____ Provided passage
PHOTO: The Bardo Museum in Tunisia. (Photo via Wikipedia)
Tourism has proven to be amazingly resilient through all the terrorist acts, mass shootings, outbreaks of disease and natural disasters that are reported on the news day in and day out, but there are still examples that remind us that a frightening incident can still decimate the tourist industry in a targeted place.
The TUI Group, the Hanover, Germany-based travel conglomerate that calls itself the largest travel company in the world, is reporting that terrorist attacks in Tunisia and Sharm el-Sheik, Egypt, have devastated tourism in those destinations.
The Daily Mail reported that TUI took a $57 million hit from the massacre on a beach in Tunisia last June that took the lives of 33 of its customers. The company canceled its flights to Egypt after the terrorist bombing of a Russian passenger jet in November.
________
Task 1:
Answer these questions using the article on terrorism and tourism:
(a) In which city and country is the TUI Group based?
(b) How many TUI customers died in the beach massacre in Tunisia?
(c) What did the company do after the bombing of a Russian passenger jet in November?
Task 2: Write the next few sentences of the article on terrorism and tourism, picking up after its last sentence.
____ Source data
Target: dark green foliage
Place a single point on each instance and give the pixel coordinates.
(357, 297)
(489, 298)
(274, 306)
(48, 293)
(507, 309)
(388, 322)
________
Expected output 1:
(a) Hanover, Germany.
(b) 33.
(c) It canceled its flights to Egypt.

Expected output 2:
Both destinations are now like "ghost towns" now, according to Peter Long, the chief executive of TUI, as quoted by the Daily Mail. The incident in Tunisia also took a personal toll on Long, who called it "the most tragic event" he had had to deal with in his 30-year career in travel and "something that will live with us, and me, forever."
However there was some relief from the gloom and doom as Long did praise the actions of TUI's employees in their handling of the crises in the wake of the tragedies. And the company's revenues are showing signs of hope yet again as it is revising its earnings projections upwards by 10 percent over previous expectations.